[Location identification entries]
──────────────────────────────

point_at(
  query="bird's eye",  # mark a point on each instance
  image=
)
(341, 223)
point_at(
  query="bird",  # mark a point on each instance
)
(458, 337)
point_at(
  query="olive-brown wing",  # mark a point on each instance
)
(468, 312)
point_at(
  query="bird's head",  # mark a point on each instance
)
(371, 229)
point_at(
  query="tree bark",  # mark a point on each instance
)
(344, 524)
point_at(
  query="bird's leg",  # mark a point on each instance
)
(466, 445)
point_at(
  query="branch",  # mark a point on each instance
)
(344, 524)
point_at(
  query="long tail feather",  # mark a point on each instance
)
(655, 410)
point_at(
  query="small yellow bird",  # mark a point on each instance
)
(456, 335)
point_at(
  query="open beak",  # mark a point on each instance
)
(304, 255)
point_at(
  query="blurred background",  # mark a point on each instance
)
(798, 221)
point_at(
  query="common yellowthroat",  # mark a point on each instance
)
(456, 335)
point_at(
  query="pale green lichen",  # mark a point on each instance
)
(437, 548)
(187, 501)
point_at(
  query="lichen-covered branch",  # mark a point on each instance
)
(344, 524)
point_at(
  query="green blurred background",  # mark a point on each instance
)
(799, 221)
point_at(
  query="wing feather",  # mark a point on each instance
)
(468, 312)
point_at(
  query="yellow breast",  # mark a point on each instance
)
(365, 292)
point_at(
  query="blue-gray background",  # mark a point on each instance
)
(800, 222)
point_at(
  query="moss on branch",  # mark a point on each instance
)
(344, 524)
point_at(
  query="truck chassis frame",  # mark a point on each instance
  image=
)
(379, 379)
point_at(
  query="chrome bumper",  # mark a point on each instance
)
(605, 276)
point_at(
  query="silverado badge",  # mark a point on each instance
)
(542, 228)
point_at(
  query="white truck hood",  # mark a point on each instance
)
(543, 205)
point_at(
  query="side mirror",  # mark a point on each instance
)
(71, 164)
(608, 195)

──────────────────────────────

Set exercise -
Identify each line above that contains the word "truck", and copy every such line.

Finished task -
  query="truck chassis frame",  # mark a point on each instance
  query="white truck hood",  # mark a point on each instance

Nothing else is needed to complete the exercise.